Exercise brief: Nothing but the lines from the one containing "Target: paved cobblestone street" to the end of the data should be returned, each exactly as written.

[Raw records]
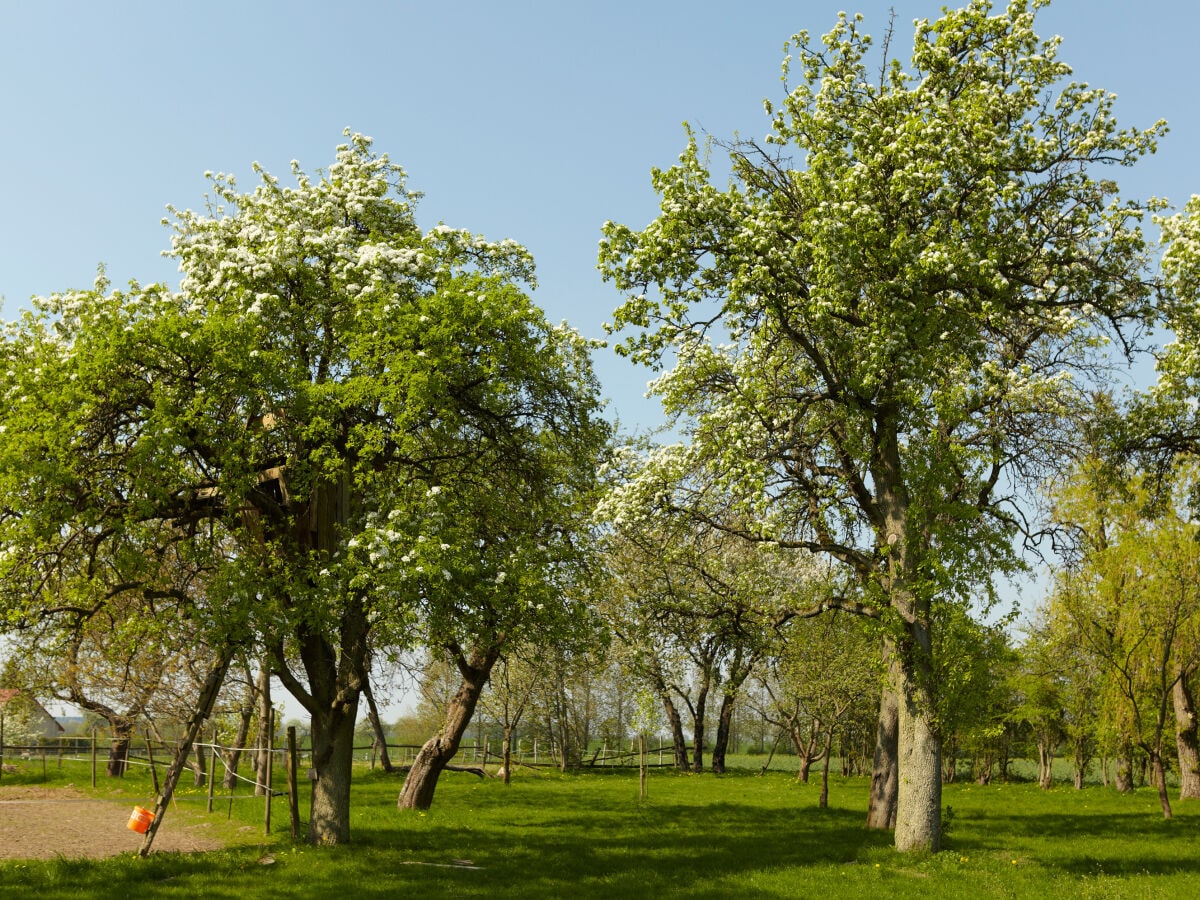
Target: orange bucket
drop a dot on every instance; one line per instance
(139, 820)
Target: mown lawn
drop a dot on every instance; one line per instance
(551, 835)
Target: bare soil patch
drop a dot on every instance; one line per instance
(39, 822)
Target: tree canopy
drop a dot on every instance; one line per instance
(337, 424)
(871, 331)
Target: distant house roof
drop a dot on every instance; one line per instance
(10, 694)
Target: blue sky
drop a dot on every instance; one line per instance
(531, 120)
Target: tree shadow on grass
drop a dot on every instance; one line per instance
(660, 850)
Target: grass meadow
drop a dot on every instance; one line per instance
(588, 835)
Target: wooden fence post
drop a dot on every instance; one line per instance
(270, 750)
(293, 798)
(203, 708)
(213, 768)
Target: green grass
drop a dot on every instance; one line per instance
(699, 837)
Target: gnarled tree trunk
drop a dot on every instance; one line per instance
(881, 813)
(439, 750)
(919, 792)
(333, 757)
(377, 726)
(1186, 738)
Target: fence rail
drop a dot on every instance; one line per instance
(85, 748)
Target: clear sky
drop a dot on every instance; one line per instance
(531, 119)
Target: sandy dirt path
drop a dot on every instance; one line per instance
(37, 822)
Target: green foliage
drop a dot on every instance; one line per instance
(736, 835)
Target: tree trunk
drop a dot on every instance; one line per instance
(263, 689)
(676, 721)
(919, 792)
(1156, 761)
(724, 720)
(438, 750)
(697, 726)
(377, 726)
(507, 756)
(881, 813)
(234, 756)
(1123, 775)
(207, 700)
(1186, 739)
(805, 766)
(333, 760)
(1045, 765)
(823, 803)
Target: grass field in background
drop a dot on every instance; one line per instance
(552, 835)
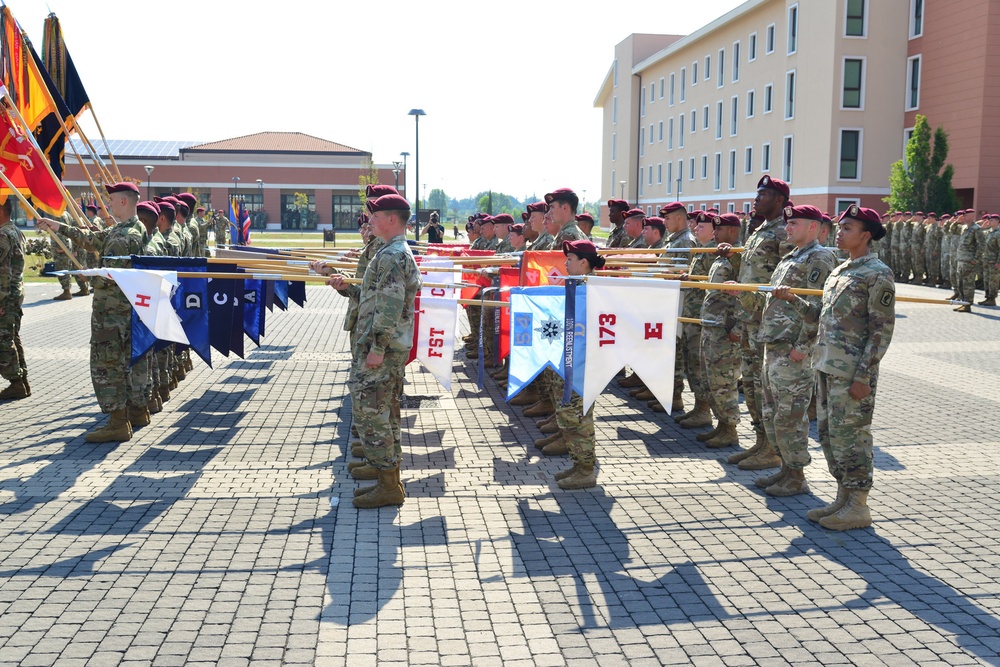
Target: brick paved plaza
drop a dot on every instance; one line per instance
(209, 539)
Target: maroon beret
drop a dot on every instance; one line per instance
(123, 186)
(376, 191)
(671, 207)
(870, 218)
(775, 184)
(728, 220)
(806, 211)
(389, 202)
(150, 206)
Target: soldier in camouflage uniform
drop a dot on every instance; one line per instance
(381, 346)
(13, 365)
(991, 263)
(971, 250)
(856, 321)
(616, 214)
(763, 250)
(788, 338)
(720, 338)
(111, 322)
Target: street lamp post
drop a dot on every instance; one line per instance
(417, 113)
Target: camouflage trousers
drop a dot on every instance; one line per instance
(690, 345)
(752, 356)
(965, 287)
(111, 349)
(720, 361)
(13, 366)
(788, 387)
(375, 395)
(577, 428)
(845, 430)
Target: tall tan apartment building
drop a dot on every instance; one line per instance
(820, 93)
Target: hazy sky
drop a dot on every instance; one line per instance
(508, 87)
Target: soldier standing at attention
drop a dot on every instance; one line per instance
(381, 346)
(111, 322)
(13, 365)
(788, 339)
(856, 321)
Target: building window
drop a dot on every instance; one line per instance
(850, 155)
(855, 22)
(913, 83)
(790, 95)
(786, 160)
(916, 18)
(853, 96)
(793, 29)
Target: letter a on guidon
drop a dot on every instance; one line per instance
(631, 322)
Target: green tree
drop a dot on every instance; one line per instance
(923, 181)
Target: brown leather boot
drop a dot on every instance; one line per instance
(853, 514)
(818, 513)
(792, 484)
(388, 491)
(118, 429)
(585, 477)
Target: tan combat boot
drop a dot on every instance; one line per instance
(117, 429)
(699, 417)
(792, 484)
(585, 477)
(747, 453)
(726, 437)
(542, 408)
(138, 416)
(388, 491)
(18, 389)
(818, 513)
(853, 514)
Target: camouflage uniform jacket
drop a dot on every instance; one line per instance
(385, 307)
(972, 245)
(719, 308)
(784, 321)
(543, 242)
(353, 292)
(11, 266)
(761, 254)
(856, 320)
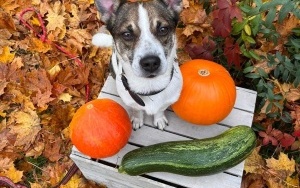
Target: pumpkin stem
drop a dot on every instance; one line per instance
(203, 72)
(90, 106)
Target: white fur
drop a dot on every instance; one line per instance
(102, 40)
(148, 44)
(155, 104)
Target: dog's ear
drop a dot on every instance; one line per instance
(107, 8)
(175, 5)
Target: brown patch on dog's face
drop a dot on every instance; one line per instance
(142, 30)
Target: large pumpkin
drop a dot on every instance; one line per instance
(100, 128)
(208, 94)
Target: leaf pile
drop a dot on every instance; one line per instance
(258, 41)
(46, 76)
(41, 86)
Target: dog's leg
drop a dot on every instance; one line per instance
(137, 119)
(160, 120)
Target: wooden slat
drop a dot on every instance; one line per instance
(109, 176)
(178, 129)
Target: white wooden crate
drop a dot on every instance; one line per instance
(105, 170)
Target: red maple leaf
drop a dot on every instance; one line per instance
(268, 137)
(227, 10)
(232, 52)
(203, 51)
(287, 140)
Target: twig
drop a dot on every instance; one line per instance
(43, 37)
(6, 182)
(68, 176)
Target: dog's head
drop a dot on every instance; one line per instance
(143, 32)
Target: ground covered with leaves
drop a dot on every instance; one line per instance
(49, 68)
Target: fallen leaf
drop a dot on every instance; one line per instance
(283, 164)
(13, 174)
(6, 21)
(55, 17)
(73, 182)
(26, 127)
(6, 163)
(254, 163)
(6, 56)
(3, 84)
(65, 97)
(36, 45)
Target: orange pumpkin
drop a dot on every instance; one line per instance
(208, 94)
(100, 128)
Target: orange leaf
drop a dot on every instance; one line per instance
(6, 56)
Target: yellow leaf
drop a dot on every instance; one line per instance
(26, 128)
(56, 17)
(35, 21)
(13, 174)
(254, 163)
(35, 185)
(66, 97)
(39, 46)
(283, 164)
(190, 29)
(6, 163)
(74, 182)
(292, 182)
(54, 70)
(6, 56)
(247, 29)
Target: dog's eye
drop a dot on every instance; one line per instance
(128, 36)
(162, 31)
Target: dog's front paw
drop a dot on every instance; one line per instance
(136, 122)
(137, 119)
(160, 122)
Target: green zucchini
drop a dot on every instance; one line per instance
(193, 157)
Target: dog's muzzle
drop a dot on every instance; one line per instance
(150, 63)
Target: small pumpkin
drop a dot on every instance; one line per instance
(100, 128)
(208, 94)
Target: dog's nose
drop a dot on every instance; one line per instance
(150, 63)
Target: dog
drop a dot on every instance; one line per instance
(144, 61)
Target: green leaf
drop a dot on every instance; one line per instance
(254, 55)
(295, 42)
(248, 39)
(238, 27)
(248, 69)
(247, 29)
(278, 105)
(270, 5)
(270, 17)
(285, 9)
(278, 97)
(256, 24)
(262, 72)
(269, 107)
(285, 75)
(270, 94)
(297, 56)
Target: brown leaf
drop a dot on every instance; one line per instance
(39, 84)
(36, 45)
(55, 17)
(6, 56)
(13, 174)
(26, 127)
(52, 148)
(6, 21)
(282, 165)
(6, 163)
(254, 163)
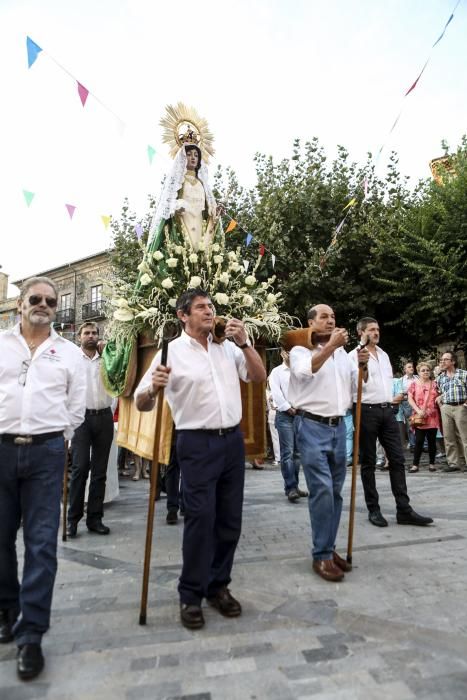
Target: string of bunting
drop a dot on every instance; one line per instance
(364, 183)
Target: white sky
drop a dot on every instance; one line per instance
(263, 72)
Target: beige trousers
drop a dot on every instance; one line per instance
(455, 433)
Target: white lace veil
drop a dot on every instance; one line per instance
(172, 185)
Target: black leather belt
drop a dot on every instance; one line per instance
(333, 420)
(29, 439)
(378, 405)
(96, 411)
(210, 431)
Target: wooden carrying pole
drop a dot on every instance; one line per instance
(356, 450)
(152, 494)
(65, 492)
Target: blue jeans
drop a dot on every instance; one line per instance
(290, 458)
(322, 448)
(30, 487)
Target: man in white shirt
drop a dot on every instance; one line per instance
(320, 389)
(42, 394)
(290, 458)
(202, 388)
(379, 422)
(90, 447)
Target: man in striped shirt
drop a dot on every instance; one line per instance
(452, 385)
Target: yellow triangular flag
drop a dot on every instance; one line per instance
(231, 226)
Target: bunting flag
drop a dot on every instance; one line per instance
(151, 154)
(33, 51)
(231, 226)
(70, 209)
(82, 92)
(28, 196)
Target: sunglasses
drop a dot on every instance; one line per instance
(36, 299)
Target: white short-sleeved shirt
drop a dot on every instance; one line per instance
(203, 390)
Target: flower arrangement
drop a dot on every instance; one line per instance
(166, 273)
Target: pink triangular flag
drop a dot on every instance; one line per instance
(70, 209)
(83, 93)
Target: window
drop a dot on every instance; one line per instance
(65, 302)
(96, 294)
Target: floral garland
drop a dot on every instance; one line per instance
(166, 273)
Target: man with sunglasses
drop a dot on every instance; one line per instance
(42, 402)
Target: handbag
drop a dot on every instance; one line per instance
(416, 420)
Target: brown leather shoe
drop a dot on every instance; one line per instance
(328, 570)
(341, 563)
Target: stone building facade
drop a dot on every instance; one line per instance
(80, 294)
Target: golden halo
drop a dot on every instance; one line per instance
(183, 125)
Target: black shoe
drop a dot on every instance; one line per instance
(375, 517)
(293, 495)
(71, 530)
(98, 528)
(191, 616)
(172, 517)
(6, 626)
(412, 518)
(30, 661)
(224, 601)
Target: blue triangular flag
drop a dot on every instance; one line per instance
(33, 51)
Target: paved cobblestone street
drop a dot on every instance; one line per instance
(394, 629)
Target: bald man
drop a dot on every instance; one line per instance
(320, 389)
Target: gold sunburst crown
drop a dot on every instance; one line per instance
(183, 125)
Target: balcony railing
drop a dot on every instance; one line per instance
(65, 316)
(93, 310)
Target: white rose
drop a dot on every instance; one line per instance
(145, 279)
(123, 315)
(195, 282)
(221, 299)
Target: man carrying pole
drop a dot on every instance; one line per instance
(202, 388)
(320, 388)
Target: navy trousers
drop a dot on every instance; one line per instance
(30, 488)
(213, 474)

Output of the exercise:
Target: paved cobblestone street
drop a dot on every instance; one line per instance
(394, 629)
Target: bald man
drop a dot on every instance; one line per instance
(320, 389)
Target: gold sunburst crown
drop a dot on every instance; one line per instance
(183, 125)
Target: balcony railing
drop a dot on every instance; one line per instance
(65, 316)
(93, 310)
Target: white rose
drop a dot on every instance; one line per instance
(145, 279)
(123, 315)
(195, 282)
(221, 299)
Target: man carrying pole
drop a dot on every instance; one line per instance
(202, 388)
(320, 388)
Target: navy trousers
drop a dot on every instance; one line per instance
(30, 488)
(213, 474)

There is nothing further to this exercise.